▸ Task requirements: Copy every line of the entries below, requests included. Multiply each point coordinate in the answers by 0.5 and round to a whole number, rounding halves up.

Point labeling entries
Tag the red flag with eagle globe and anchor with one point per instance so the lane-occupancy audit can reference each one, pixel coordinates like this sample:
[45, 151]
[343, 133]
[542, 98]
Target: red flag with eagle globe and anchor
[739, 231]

▸ Expected answer:
Tag the red flag with eagle globe and anchor with one point per instance so the lane-occupancy audit can reference each one, pixel coordinates like this sample:
[45, 151]
[343, 133]
[542, 98]
Target: red flag with eagle globe and anchor
[370, 116]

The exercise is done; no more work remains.